Lay out the records below as a numbered list, starting at the beginning of the records and running through the line containing "[[473, 359]]", both ends included, with blank lines omitted. List only those lines.

** start of Excerpted data **

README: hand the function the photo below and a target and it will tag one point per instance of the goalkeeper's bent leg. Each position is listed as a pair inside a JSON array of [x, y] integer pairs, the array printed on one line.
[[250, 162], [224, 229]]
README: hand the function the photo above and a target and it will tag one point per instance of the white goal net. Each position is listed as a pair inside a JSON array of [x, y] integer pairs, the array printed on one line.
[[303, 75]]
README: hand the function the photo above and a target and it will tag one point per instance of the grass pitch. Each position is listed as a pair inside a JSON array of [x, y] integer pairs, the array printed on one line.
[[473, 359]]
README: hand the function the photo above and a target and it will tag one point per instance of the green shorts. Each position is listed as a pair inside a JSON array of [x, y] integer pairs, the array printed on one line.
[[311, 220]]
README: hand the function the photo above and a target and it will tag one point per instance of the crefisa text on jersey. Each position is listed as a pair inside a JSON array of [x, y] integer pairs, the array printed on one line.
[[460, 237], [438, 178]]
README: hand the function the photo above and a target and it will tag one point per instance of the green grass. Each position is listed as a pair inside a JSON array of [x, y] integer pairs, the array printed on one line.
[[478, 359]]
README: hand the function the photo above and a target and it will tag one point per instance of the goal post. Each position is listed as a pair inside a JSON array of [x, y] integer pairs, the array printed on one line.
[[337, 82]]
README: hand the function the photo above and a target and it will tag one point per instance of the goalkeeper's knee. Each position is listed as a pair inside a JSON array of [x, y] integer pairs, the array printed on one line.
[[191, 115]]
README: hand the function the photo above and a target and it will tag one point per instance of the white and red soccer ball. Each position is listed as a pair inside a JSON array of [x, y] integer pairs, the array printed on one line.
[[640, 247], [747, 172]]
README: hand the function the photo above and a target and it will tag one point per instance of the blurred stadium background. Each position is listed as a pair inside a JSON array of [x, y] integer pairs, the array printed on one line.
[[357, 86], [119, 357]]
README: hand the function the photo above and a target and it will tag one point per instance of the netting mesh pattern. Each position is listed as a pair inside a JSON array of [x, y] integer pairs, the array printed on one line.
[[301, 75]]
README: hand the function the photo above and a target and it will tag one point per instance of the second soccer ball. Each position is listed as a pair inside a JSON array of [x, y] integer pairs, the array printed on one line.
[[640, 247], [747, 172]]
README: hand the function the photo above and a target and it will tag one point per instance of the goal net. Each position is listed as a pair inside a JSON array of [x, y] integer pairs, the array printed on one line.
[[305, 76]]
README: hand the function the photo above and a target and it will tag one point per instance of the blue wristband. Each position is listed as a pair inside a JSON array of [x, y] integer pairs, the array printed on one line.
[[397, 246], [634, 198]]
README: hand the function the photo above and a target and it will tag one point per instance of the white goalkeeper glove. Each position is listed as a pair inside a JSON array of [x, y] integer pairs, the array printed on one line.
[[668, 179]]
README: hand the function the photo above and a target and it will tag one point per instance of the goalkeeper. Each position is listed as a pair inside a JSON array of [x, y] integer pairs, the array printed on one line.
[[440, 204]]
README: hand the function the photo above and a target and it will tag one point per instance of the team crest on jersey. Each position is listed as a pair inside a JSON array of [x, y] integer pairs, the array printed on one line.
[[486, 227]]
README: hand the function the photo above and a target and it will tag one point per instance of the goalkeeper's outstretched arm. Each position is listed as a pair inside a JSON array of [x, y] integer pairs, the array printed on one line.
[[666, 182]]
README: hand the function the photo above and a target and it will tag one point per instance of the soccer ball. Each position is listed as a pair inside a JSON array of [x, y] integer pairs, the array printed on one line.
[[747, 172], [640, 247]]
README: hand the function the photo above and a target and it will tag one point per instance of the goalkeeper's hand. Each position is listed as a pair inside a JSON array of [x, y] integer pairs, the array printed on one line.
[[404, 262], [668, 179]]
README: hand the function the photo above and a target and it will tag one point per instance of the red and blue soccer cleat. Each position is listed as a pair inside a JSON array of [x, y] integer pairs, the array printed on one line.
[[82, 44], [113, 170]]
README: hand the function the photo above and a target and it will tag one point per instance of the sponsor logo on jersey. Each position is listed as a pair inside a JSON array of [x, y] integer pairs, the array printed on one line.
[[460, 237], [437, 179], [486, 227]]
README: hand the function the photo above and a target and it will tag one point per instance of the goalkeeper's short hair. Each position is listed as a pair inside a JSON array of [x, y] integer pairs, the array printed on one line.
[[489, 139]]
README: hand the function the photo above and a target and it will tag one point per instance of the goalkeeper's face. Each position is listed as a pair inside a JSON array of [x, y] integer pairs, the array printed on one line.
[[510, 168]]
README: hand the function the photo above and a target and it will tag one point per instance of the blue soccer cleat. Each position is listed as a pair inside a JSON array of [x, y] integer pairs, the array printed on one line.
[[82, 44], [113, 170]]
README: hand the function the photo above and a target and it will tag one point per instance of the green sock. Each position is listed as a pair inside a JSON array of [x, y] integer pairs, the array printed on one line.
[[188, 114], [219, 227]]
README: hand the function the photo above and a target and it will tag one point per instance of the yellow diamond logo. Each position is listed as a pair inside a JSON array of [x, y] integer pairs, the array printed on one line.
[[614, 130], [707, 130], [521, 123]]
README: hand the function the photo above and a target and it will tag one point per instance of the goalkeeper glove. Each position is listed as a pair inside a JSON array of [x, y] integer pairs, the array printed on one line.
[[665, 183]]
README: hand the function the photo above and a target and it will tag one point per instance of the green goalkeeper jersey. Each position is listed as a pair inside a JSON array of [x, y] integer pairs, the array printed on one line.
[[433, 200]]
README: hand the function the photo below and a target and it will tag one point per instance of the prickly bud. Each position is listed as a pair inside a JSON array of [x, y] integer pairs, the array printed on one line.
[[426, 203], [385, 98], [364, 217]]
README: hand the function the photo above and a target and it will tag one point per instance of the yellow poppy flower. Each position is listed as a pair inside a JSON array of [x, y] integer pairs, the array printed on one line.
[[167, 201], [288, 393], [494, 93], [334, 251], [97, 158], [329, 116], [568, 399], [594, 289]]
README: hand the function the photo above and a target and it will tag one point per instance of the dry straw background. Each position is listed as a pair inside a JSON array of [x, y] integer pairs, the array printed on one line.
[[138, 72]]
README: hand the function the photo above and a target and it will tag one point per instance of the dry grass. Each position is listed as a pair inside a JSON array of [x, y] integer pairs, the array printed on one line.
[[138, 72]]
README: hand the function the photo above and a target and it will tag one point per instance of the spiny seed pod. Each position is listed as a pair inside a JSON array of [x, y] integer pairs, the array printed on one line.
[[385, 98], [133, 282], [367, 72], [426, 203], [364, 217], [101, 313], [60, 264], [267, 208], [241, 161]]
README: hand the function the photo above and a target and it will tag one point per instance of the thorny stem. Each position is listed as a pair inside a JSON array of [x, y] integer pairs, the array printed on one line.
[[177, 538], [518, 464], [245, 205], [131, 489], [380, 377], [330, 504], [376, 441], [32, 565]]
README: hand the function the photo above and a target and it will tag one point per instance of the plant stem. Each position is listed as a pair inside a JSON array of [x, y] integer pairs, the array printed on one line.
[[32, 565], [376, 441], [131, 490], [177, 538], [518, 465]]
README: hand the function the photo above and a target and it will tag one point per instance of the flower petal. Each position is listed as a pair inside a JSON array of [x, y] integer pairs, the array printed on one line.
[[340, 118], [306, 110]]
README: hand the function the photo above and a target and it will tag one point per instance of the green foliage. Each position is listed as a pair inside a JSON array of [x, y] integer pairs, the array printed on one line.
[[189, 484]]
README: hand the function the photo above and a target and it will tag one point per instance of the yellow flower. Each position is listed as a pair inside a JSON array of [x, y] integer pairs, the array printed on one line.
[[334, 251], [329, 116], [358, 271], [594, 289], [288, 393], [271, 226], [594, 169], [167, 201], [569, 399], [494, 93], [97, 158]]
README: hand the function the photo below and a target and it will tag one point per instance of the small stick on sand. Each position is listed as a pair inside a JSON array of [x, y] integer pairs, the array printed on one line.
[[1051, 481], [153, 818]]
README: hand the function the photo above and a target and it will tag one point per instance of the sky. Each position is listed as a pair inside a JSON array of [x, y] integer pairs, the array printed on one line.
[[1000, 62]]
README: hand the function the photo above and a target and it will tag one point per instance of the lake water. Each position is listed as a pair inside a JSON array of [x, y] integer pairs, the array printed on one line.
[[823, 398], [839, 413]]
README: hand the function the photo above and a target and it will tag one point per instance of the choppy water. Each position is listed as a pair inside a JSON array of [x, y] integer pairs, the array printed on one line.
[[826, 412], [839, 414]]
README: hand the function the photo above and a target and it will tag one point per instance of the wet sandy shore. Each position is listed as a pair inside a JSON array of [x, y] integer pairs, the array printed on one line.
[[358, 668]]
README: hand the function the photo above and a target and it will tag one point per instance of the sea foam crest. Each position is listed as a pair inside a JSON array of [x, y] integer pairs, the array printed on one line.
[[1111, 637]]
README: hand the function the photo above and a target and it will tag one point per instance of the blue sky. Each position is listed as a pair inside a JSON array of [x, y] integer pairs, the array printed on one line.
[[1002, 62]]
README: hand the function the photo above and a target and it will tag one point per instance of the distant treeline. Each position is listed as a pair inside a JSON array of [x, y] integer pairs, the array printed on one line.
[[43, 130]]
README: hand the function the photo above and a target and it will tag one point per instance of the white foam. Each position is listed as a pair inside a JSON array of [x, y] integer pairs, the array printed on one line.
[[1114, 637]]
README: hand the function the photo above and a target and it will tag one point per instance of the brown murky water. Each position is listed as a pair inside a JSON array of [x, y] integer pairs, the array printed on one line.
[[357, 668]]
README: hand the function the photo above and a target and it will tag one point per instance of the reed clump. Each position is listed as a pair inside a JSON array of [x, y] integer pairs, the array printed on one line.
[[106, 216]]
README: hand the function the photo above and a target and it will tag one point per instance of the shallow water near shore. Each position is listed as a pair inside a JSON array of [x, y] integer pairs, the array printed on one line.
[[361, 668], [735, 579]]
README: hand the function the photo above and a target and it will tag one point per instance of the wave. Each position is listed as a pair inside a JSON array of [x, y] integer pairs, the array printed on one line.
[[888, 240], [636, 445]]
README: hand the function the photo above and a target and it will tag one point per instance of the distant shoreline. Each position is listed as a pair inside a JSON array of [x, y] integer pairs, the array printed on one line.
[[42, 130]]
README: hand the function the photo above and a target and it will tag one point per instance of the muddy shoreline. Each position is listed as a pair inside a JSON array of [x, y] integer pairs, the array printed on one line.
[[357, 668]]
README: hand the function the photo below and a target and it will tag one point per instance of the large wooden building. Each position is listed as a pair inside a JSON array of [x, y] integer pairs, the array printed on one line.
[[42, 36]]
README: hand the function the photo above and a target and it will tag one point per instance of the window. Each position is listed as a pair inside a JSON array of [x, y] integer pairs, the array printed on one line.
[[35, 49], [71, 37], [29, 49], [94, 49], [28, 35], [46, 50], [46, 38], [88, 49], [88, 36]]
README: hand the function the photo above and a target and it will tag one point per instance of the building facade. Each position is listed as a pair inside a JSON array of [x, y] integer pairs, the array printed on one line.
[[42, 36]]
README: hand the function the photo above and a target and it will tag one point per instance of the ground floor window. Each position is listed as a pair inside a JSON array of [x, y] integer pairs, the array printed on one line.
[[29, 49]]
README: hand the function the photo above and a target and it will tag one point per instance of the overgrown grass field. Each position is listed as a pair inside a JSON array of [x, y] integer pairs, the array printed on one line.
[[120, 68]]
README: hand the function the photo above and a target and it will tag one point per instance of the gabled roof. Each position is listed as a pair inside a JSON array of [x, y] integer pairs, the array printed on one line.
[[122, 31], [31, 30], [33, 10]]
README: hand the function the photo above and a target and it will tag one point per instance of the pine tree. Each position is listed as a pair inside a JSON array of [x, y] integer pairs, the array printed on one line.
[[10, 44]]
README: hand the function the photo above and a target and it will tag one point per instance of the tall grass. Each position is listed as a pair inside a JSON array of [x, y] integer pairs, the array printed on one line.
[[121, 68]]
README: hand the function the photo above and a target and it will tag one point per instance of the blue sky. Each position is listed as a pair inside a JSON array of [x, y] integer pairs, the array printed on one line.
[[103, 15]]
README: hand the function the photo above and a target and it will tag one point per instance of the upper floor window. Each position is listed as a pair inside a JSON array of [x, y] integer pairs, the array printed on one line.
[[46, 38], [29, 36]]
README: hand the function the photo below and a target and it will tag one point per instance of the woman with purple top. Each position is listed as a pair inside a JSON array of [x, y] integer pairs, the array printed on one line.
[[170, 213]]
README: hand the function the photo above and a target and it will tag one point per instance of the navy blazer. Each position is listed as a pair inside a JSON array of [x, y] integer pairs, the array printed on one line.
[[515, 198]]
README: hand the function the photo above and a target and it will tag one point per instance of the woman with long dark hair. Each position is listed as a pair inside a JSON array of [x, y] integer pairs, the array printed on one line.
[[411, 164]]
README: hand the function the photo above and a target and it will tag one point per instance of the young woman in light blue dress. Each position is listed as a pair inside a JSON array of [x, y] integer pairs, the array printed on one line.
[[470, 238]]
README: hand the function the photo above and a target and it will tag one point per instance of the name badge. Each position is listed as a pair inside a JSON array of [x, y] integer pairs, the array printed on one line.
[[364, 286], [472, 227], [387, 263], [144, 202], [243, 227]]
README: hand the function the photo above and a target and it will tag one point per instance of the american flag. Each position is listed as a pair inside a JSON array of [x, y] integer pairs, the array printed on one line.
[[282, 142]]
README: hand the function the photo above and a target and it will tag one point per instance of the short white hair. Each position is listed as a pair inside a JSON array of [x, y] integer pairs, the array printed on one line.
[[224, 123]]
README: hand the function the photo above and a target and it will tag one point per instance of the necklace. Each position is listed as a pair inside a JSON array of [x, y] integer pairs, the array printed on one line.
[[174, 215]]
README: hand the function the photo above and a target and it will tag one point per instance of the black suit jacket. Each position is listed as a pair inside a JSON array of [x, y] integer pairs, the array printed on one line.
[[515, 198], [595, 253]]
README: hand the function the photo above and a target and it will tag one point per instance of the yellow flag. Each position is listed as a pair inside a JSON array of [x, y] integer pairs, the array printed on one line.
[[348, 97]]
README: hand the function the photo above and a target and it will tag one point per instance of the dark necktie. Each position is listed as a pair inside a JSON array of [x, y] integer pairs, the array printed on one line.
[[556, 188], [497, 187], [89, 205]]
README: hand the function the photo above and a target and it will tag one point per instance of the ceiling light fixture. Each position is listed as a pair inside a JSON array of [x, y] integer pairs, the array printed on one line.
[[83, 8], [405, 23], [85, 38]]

** end of Excerpted data **

Correct answer =>
1. README: hand the function the photo below and a target and it will tag one point per instance of the goalkeeper's bent leg. Each position is listed as a pair inside a JSON array of [x, y] integer pairs, the array printed on one line.
2. [[250, 162], [224, 229]]
3. README: hand the function the photo above and a target and it will tag one point per instance of the white goal net. Each position is listed as a pair inside a JSON array of [x, y] integer pairs, the array printed on one line.
4. [[303, 75]]
5. README: hand the function the photo above and a target and it will tag one point per instance of the grass pitch. Each position is listed as a pair inside a JSON array of [x, y] integer pairs, the array printed on one line.
6. [[473, 359]]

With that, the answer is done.